■ **What the task asks**
Check each line of the material, and show the ones that include the word "below".
Data excerpts START
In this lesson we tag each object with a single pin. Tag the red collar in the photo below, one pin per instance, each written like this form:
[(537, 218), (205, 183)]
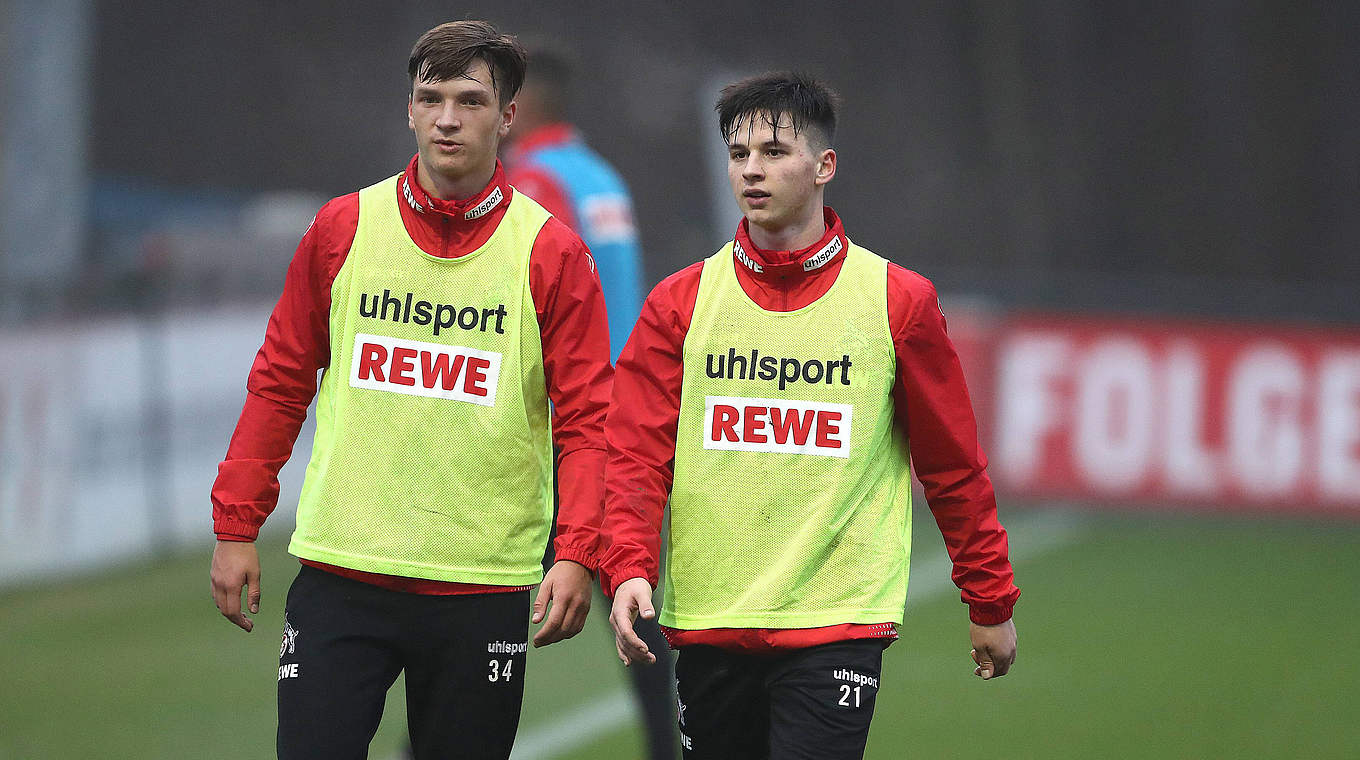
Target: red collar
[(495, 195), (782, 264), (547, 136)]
Data excerpts END
Data excerpts START
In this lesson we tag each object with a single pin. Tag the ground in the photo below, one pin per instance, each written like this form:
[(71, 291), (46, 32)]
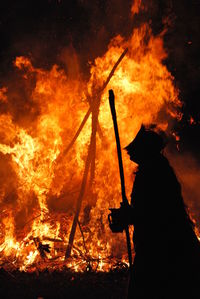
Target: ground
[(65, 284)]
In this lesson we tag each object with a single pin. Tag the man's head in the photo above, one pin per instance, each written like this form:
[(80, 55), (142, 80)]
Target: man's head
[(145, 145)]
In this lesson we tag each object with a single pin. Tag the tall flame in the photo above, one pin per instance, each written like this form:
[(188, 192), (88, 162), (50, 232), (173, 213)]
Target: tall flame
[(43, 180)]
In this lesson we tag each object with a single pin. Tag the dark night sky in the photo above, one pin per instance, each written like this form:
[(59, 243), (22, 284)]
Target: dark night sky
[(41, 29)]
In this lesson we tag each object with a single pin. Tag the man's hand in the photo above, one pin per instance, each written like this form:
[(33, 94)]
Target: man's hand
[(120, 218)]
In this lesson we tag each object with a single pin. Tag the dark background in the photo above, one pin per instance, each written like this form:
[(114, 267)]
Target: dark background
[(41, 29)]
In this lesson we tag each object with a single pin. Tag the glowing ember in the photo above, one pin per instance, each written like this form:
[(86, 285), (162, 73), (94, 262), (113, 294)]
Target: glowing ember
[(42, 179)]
Data excerpts END
Data excerpts START
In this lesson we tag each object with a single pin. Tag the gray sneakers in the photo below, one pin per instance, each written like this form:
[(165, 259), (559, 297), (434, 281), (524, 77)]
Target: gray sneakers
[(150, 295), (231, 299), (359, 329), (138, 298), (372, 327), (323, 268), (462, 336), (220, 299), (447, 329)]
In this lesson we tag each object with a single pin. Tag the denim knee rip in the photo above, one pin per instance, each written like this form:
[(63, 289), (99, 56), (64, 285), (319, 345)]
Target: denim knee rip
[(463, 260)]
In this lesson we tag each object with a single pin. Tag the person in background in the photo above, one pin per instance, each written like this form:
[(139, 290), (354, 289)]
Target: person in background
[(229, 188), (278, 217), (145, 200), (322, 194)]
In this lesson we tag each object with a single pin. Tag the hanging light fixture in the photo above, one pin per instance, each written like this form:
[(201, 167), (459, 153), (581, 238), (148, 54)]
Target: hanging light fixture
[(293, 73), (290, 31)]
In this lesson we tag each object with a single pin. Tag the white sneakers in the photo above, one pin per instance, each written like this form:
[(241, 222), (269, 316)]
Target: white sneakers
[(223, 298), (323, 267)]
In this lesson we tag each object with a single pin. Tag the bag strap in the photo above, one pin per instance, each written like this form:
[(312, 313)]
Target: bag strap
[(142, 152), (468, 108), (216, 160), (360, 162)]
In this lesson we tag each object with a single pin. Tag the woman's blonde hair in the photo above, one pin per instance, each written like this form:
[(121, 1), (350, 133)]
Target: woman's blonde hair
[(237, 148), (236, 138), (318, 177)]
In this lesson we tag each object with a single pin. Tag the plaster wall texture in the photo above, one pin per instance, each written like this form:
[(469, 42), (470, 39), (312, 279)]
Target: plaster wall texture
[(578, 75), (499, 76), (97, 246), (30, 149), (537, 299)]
Data excerpts END
■ **Answer section**
In this lesson we tag each object with a single pin. Tag the red collar in the photo below, one pin per instance, each written like this form:
In this lesson we tag each object with a single pin. Tag the ground in the photo below, one pin per instance, each written like this form:
In this lesson we tag each object with a single pin. Tag the gray sneakers in the photo below, one pin per instance, each written like this form:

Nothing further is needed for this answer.